■ TASK TO CARRY OUT:
Keep every line of the data below that has the string "target" and present those lines.

------------------------------------

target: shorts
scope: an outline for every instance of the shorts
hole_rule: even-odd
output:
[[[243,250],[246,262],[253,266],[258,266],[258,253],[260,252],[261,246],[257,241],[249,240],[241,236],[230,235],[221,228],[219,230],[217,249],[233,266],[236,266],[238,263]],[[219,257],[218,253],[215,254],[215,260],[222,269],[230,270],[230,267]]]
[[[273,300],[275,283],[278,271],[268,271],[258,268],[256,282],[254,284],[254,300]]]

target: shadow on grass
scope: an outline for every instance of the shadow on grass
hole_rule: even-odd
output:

------------------------------------

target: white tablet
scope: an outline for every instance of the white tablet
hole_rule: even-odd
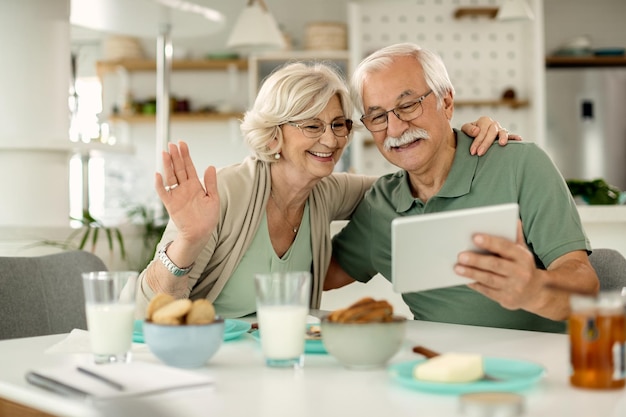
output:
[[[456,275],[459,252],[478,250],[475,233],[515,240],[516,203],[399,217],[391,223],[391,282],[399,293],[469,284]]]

------------------------------------

■ TASK RESPONSE:
target: shorts
target: shadow on grass
target: white tablet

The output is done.